■ **Task**: Print the entries exactly; no image belongs in the copy.

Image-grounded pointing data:
══════

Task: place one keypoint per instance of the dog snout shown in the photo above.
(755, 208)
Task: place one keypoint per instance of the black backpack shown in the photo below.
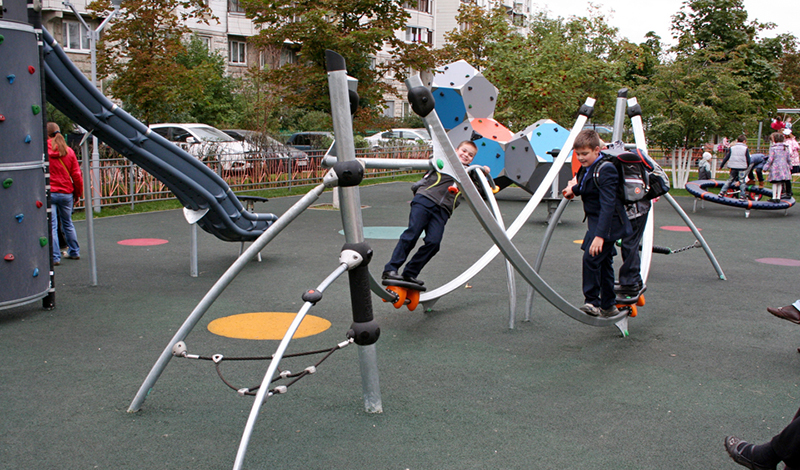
(641, 179)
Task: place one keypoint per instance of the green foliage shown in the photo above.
(140, 53)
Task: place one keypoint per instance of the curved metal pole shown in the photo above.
(451, 165)
(537, 264)
(511, 281)
(218, 288)
(697, 235)
(428, 299)
(261, 395)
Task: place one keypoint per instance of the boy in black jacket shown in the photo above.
(607, 223)
(435, 198)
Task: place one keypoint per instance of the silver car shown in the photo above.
(207, 143)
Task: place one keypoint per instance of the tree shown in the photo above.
(139, 55)
(356, 29)
(720, 79)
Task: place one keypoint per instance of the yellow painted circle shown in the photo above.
(266, 325)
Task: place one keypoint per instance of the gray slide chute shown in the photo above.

══════

■ **Written solution**:
Task: place one keypoint per instance of the dog snout shown in the photo above.
(755, 208)
Task: place one keypoint per instance of the black backpack shown in the photo below.
(641, 179)
Task: place one keypoint per instance of the green foliage shown in the photo above.
(140, 53)
Task: place one keypoint per instance of the curved metal pole shown in the photo above.
(451, 165)
(537, 264)
(511, 281)
(218, 288)
(697, 235)
(428, 299)
(261, 395)
Task: place one keypoint per instance of the boy in black jacket shown in the photo above.
(607, 223)
(435, 198)
Task: place one keypoint per instance of the silver car shown in the photo above.
(207, 143)
Task: place one keypoint per instance of the tree shown in the photo above.
(139, 55)
(356, 29)
(720, 79)
Task: place one keypoint per instance of the yellow painted circle shown in the photo above.
(266, 325)
Task: place one keypoint per instance of the gray slide chute shown in the photo above.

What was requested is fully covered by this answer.